Turn the material below into a Markdown table with two columns, Row and Line, where Row numbers each line and Line holds the line itself. Leave out blank lines and include every line of the material.

········

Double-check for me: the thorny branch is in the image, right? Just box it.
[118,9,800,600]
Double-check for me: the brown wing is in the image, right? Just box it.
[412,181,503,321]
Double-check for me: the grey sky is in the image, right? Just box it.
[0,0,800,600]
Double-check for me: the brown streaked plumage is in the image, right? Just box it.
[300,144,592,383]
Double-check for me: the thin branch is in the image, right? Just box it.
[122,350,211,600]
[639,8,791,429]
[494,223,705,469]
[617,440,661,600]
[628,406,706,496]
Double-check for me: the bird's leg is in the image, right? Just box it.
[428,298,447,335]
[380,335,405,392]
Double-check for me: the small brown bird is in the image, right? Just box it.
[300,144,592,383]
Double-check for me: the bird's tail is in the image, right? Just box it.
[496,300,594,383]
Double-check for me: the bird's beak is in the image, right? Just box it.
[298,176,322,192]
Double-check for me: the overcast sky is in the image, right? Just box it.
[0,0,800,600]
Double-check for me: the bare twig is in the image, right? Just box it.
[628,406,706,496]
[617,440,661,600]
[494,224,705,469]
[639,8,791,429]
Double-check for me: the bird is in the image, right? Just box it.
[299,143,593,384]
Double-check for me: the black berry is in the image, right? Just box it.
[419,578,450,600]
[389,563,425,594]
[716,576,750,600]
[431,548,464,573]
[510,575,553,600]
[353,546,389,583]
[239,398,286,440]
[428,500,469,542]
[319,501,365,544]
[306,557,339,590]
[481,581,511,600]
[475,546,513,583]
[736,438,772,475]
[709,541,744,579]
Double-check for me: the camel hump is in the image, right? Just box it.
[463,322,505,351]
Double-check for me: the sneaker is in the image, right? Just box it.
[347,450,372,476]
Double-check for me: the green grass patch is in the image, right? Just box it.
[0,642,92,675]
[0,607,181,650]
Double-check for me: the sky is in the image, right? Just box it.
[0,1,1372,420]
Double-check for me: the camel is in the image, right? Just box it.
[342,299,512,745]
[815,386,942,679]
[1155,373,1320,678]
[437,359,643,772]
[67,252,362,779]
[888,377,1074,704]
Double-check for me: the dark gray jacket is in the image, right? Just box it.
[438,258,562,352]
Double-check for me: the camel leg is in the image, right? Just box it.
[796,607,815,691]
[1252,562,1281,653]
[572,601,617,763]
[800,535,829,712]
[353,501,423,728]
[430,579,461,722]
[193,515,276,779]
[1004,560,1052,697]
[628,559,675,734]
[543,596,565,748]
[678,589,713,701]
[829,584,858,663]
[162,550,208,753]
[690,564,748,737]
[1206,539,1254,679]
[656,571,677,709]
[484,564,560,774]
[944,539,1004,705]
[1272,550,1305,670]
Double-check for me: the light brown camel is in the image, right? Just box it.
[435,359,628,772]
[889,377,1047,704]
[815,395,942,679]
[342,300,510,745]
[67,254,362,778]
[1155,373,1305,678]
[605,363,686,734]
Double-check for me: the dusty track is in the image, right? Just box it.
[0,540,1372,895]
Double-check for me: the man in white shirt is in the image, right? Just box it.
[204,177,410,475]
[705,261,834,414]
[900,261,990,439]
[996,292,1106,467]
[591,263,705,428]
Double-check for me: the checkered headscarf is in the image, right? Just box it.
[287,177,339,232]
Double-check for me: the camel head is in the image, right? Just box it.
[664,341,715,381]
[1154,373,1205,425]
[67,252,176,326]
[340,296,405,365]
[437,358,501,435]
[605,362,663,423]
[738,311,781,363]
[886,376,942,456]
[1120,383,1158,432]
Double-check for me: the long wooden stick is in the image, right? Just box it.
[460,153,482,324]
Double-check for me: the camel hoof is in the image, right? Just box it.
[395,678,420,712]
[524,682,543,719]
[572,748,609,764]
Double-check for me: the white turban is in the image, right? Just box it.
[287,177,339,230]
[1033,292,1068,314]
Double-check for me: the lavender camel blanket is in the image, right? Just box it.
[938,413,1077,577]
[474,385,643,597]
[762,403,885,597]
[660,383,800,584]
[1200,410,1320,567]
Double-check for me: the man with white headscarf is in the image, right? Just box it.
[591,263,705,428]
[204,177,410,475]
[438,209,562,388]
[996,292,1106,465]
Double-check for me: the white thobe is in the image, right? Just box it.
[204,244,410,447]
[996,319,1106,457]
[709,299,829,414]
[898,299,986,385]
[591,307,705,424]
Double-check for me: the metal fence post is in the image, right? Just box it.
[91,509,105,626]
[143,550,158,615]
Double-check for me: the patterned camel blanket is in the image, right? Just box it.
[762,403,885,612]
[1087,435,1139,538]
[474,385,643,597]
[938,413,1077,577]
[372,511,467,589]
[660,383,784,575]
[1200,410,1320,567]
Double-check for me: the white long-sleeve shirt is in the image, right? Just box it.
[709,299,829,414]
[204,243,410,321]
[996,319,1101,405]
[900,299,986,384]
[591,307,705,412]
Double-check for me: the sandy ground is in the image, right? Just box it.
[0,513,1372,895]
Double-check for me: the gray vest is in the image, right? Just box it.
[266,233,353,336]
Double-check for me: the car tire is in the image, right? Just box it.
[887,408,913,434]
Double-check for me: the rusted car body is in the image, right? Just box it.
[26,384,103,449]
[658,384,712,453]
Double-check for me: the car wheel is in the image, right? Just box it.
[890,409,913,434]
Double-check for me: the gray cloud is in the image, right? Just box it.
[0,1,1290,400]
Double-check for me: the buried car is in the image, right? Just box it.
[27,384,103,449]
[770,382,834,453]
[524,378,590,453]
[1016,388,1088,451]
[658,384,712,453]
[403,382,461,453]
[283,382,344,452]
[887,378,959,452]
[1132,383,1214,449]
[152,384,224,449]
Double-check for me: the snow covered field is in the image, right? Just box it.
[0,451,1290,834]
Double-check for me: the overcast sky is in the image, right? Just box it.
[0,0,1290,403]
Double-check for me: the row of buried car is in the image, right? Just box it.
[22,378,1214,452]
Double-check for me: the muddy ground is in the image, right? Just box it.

········

- FINISHED EXERCISE:
| Row | Line |
|---|---|
| 1 | Double-check for me: the thorny branch is in the image, right? Just box it. |
| 2 | [118,9,800,600] |
| 3 | Double-check for me: the brown wing is in the image, right? Just box it. |
| 4 | [412,181,503,321] |
| 5 | Double-check for me: the grey sky is in the image, right? Just box it. |
| 6 | [0,0,800,600] |
| 7 | Double-check for me: the brown streaked plumage is in the image, right? Just box it. |
| 8 | [300,144,592,383] |
| 9 | Double-check for me: the thin branch is in the image, right? Just box it. |
| 10 | [122,350,211,600] |
| 11 | [639,8,791,429] |
| 12 | [494,223,705,469] |
| 13 | [617,440,661,600] |
| 14 | [628,406,706,496] |
| 15 | Double-check for me: the bird's leg is in the image, right? Just box it. |
| 16 | [428,298,447,335] |
| 17 | [380,335,405,392] |
| 18 | Double-check for me: the small brown bird is in the image, right? Just box it. |
| 19 | [300,144,592,383] |
| 20 | Double-check for me: the bird's tail is in the image, right? Just box it. |
| 21 | [496,300,594,383] |
| 22 | Double-check for me: the bird's beak is in the image, right? Just box it. |
| 23 | [298,176,322,192] |
| 24 | Double-check for me: the overcast sky is in the image, right? Just box it. |
| 25 | [0,0,800,600] |
| 26 | Double-check for me: the bare twig is in the image, right? Just box it. |
| 27 | [628,406,706,496] |
| 28 | [617,440,661,600] |
| 29 | [494,224,705,469] |
| 30 | [639,8,791,429] |
| 31 | Double-check for me: the bird is in the image, right? Just box it. |
| 32 | [299,143,593,384] |
| 33 | Double-check for me: the black berry is in the image, right? Just box it. |
| 34 | [419,578,450,600] |
| 35 | [389,563,425,594] |
| 36 | [716,576,750,600] |
| 37 | [431,548,464,573] |
| 38 | [510,575,553,600] |
| 39 | [353,546,389,583] |
| 40 | [239,398,286,440] |
| 41 | [428,500,469,542] |
| 42 | [319,501,365,544] |
| 43 | [306,557,339,590] |
| 44 | [481,581,511,600] |
| 45 | [475,546,513,583] |
| 46 | [736,438,772,475] |
| 47 | [709,541,744,579] |
| 48 | Double-check for me: the camel hump is in the image, right? Just box it. |
| 49 | [463,322,505,351] |
| 50 | Double-check for me: the sneaker is in the image, right? Just box it. |
| 51 | [347,450,372,476] |
| 52 | Double-check for me: the green grass patch is in the image, right? Just box it. |
| 53 | [0,642,92,675] |
| 54 | [0,607,181,650] |
| 55 | Double-check for me: the sky is in the image, right? Just box it. |
| 56 | [0,1,1372,420] |
| 57 | Double-check for me: the camel is in the image, right? Just box it. |
| 58 | [342,299,512,745] |
| 59 | [815,386,942,679] |
| 60 | [1155,373,1320,678] |
| 61 | [437,359,643,772] |
| 62 | [67,252,362,779] |
| 63 | [888,377,1074,704] |
| 64 | Double-check for me: the dark gray jacket is in the image, right? Just box it. |
| 65 | [438,258,562,352] |
| 66 | Double-check for me: the camel leg is in the image, right? Just box it. |
| 67 | [796,607,815,691] |
| 68 | [1252,562,1281,653] |
| 69 | [572,601,617,763] |
| 70 | [800,535,829,712] |
| 71 | [353,501,423,728] |
| 72 | [430,579,461,722] |
| 73 | [193,515,276,779] |
| 74 | [1004,560,1052,697] |
| 75 | [628,559,675,734] |
| 76 | [543,596,565,748] |
| 77 | [678,589,713,701] |
| 78 | [829,584,858,663] |
| 79 | [162,550,208,753] |
| 80 | [690,564,748,737] |
| 81 | [1206,539,1254,679] |
| 82 | [656,571,677,709] |
| 83 | [484,564,560,774] |
| 84 | [944,539,1004,705] |
| 85 | [1272,550,1305,670] |
| 86 | Double-check for me: the light brown camel is in the image, right? Just box it. |
| 87 | [435,359,628,772] |
| 88 | [889,377,1047,704] |
| 89 | [815,395,942,679] |
| 90 | [342,300,510,745] |
| 91 | [67,254,362,778] |
| 92 | [1155,373,1305,678] |
| 93 | [605,363,686,734] |
| 94 | Double-check for me: the dusty track is in the image, right? Just box it. |
| 95 | [0,540,1372,895] |
| 96 | Double-check for me: the man in white shirt is in the image, right? Just box it. |
| 97 | [204,177,410,475] |
| 98 | [705,261,834,414] |
| 99 | [900,261,990,439] |
| 100 | [996,292,1106,467] |
| 101 | [591,263,705,428] |
| 102 | Double-check for me: the checkered headscarf is in the image, right? Just box it. |
| 103 | [287,177,339,232] |
| 104 | Double-check for me: the camel head is in the image, right? Just box it. |
| 105 | [664,341,715,381] |
| 106 | [1154,373,1205,425] |
| 107 | [67,252,176,326] |
| 108 | [340,296,405,365] |
| 109 | [437,358,501,435] |
| 110 | [605,362,663,423] |
| 111 | [738,311,781,363] |
| 112 | [886,376,942,456] |
| 113 | [1120,383,1158,432] |
| 114 | Double-check for me: the long wooden stick is in the image, right? Just box it. |
| 115 | [460,153,482,324] |
| 116 | Double-check for me: the camel hoof is in the image, right? Just box it. |
| 117 | [395,678,420,712] |
| 118 | [524,682,543,719] |
| 119 | [572,748,609,764] |
| 120 | Double-check for me: the white turban is in the image, right? Just box it. |
| 121 | [287,177,339,230] |
| 122 | [1033,292,1068,314] |
| 123 | Double-check for me: the lavender camel blanket is in the image, right? Just box it. |
| 124 | [938,413,1077,577] |
| 125 | [474,385,643,597] |
| 126 | [762,403,885,597] |
| 127 | [660,383,800,584] |
| 128 | [1200,410,1320,567] |
| 129 | Double-check for me: the man with white headscarf is in the image, right? Just box it. |
| 130 | [591,263,705,428] |
| 131 | [204,177,410,475] |
| 132 | [438,209,562,388] |
| 133 | [996,292,1106,465] |
| 134 | Double-check for me: the white thobe is in the image, right? Just box it. |
| 135 | [204,244,410,447] |
| 136 | [996,319,1106,457] |
| 137 | [709,299,829,414] |
| 138 | [898,299,986,385] |
| 139 | [591,307,705,424] |
| 140 | Double-check for me: the metal fence post is in the image, right? Just box it. |
| 141 | [91,509,105,626] |
| 142 | [143,550,158,615] |
| 143 | Double-check for me: the patterned camel blanket is in the image, right? Just box it. |
| 144 | [762,403,885,612] |
| 145 | [1087,435,1139,538] |
| 146 | [474,385,643,597] |
| 147 | [938,413,1077,577] |
| 148 | [372,511,467,589] |
| 149 | [660,383,784,575] |
| 150 | [1200,410,1320,567] |
| 151 | Double-check for me: the white long-sleeve shirt is in the image, right? Just box it. |
| 152 | [709,299,829,414] |
| 153 | [204,243,410,321] |
| 154 | [996,319,1101,405] |
| 155 | [900,299,986,384] |
| 156 | [591,307,705,412] |
| 157 | Double-check for me: the sandy ground is in the image, right? Just box it. |
| 158 | [0,513,1372,895] |
| 159 | Double-check for me: the gray vest is in the image, right? Just box it. |
| 160 | [266,233,353,336] |
| 161 | Double-check for me: the car tire is in the image, right? Just box it. |
| 162 | [887,408,913,434] |
| 163 | Double-check for me: the rusted car body is in the image, right? Just box it. |
| 164 | [26,384,103,449] |
| 165 | [658,384,712,453] |
| 166 | Double-check for me: the car wheel is in the image, right? Just box it. |
| 167 | [890,409,913,434] |
| 168 | Double-check for me: the gray cloud is in the image, right? Just box it. |
| 169 | [0,1,1290,400] |
| 170 | Double-check for me: the buried car is in the image, right? Just box it. |
| 171 | [27,384,103,449] |
| 172 | [770,382,834,453] |
| 173 | [524,378,590,453] |
| 174 | [1016,388,1088,451] |
| 175 | [658,384,712,453] |
| 176 | [403,382,461,453] |
| 177 | [283,382,344,452] |
| 178 | [887,378,959,452] |
| 179 | [1132,383,1214,449] |
| 180 | [152,384,224,449] |
| 181 | Double-check for me: the snow covered field is in the image, right? Just box it. |
| 182 | [0,451,1290,834] |
| 183 | Double-check for me: the overcast sky is in the image, right? Just box it. |
| 184 | [0,0,1290,403] |
| 185 | Double-check for me: the row of buried car is in the image, right? Just box it. |
| 186 | [22,378,1214,452] |
| 187 | Double-check for me: the muddy ground is in the image, right? Just box it. |